Set problem
Convert the part of the rows that opens with the line containing "Inventory check — is there any stone slab" and closes with the line containing "88;179;150;216" into a JSON list of strings, with one string per line and no blank lines. Include only those lines.

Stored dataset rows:
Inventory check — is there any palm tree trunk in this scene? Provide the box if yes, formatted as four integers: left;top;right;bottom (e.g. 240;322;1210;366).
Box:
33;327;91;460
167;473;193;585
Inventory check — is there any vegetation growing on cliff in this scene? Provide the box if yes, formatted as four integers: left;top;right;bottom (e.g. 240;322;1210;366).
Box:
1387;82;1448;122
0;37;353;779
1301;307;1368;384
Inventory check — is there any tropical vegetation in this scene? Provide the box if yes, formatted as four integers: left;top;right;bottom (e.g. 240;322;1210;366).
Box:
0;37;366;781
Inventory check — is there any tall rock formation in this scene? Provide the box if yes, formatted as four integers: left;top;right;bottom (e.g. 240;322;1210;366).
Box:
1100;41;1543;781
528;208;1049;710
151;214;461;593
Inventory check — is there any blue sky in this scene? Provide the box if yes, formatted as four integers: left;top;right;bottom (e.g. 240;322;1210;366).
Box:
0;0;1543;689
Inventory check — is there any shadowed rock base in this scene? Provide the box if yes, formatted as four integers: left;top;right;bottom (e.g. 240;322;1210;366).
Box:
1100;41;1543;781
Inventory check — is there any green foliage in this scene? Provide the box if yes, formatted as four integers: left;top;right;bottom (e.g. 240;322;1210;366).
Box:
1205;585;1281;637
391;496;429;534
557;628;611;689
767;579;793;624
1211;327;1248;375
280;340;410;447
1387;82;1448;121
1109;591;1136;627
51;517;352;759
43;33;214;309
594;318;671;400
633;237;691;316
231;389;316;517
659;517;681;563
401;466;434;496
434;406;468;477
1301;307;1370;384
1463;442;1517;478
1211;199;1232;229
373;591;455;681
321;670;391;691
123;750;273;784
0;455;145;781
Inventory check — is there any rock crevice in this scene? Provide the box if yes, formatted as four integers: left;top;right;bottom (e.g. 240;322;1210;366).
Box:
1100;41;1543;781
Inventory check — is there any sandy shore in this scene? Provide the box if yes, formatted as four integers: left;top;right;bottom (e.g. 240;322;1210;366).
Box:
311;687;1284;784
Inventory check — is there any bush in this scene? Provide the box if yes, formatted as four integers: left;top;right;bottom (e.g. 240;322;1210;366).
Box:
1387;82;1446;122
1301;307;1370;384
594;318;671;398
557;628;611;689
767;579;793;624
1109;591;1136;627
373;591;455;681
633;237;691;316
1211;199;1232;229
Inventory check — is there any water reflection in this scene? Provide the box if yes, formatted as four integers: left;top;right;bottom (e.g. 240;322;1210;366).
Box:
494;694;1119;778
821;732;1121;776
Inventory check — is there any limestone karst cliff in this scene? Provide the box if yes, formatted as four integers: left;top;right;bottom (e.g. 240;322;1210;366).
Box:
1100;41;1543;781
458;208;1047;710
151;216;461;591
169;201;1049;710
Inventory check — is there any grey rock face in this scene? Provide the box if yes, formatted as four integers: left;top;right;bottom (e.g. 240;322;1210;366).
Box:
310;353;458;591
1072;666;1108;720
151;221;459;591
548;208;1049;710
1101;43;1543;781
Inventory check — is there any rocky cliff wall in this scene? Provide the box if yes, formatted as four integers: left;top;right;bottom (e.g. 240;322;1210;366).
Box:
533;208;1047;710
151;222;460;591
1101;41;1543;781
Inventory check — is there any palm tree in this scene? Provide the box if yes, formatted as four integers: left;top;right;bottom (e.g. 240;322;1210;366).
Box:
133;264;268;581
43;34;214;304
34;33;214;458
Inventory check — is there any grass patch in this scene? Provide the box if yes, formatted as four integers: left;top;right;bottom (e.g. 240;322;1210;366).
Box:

---

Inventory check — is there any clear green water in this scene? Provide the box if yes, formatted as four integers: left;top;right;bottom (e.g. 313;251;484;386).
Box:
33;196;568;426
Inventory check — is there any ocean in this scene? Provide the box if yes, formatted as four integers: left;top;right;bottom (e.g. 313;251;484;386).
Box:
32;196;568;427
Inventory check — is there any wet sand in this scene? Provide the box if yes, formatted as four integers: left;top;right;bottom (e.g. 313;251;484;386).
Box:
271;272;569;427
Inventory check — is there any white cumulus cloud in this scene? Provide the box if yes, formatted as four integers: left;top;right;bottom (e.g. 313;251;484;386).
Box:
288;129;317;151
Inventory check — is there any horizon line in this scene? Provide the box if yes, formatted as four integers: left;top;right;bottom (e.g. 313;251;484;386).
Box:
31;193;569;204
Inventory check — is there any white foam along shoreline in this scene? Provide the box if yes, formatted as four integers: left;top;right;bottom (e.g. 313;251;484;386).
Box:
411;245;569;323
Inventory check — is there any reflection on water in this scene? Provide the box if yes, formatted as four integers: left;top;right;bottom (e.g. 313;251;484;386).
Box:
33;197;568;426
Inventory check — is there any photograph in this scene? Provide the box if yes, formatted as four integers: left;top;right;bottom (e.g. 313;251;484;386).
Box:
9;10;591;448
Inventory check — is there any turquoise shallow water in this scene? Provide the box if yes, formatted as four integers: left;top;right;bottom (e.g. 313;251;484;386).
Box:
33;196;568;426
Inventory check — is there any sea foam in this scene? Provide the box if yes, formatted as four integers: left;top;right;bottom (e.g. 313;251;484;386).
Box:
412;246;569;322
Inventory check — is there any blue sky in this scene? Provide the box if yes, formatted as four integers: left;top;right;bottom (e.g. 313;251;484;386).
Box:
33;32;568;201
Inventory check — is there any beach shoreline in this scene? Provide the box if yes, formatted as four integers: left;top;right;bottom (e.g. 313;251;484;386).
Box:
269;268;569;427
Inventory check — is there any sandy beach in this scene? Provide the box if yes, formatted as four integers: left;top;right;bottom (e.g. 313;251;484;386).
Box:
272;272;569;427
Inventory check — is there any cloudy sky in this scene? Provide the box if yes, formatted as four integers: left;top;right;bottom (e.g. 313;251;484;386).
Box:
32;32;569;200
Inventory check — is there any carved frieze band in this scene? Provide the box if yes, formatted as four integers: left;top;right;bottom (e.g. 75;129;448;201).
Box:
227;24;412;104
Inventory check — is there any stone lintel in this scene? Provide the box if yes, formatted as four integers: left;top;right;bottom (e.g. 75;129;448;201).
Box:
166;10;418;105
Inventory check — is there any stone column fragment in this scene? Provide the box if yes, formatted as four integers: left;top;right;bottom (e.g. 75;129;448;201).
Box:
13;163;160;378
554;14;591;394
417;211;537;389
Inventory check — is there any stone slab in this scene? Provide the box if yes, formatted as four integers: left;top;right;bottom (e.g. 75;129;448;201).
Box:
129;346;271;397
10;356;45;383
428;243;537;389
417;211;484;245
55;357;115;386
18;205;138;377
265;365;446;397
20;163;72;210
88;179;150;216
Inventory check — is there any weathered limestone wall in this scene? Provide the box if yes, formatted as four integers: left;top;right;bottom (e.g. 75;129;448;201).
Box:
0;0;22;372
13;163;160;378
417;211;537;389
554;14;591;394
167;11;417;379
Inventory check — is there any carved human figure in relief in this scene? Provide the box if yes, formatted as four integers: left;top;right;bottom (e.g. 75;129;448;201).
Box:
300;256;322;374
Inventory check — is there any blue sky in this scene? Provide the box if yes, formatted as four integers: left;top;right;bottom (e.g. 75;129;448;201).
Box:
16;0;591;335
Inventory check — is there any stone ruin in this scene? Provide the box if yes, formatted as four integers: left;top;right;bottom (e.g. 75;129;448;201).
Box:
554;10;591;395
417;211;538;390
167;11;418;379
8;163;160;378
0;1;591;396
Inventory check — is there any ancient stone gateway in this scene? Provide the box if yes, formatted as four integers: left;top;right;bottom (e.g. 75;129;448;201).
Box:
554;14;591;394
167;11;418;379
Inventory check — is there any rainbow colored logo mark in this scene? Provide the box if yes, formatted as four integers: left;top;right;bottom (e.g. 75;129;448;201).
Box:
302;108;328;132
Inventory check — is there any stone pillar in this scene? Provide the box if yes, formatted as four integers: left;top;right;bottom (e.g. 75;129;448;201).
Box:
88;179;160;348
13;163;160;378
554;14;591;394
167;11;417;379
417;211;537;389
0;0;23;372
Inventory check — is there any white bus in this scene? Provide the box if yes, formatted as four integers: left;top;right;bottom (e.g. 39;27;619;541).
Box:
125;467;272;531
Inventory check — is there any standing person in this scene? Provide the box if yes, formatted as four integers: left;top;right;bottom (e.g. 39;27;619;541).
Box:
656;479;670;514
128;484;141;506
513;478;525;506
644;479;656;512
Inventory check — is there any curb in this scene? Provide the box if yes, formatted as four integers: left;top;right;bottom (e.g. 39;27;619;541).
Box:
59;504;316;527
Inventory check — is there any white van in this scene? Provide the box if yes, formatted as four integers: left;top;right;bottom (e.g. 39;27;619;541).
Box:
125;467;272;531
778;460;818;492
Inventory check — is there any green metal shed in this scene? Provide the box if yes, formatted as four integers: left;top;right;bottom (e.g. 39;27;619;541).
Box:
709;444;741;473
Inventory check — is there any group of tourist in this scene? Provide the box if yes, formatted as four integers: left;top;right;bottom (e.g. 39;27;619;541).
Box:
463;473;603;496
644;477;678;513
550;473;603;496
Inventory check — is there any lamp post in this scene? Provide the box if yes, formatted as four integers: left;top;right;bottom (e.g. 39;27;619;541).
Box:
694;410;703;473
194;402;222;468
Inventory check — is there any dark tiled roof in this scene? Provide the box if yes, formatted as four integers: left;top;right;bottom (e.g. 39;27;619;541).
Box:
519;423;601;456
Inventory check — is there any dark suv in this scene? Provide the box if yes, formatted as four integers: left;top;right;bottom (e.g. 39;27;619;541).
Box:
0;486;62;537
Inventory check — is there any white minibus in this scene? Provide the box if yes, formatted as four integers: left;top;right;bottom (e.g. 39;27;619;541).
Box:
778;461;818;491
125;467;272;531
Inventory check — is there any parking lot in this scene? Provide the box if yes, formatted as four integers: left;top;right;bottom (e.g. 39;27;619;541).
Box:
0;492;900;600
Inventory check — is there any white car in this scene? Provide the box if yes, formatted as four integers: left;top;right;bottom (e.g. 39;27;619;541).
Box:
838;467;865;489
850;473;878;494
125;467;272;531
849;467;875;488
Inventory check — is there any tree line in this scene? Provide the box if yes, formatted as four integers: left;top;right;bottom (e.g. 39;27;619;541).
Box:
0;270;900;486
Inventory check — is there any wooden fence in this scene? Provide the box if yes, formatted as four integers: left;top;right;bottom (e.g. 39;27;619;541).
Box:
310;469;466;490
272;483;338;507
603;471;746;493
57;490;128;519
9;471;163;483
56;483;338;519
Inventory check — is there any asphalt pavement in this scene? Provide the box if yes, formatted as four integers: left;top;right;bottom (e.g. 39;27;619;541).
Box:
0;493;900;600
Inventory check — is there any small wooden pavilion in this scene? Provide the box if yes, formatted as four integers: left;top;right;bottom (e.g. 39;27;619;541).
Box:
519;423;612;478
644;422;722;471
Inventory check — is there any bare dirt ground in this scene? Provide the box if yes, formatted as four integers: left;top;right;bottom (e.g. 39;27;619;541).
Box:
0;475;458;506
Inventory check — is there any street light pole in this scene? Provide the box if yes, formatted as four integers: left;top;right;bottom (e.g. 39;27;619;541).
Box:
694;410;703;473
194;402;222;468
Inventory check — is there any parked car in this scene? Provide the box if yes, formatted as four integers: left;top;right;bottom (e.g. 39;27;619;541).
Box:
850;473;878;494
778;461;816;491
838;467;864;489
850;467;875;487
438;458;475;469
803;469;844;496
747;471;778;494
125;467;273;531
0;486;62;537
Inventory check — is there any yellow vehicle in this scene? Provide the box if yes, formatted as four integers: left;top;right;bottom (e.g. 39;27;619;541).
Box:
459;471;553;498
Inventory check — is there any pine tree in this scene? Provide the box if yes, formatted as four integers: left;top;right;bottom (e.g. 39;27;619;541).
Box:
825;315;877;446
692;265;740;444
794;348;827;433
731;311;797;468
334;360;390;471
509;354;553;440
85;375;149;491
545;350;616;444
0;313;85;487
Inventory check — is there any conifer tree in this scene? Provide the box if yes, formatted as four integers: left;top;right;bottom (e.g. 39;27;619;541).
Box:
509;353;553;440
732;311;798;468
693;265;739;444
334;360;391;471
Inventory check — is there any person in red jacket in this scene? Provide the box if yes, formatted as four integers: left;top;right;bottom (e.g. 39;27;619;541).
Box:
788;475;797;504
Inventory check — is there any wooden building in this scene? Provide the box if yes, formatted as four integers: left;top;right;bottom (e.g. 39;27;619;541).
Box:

Correct output
[
  "Inventory check — is there any stone slab in this scene? Provide the box if yes, formatted as four integers: left;top;right;bottom (e.g. 75;129;448;201).",
  "Box:",
  "129;346;271;397",
  "10;356;45;383",
  "428;243;537;389",
  "417;211;484;245",
  "55;357;115;386",
  "18;205;138;377",
  "265;365;446;397",
  "20;163;72;210",
  "88;179;150;216"
]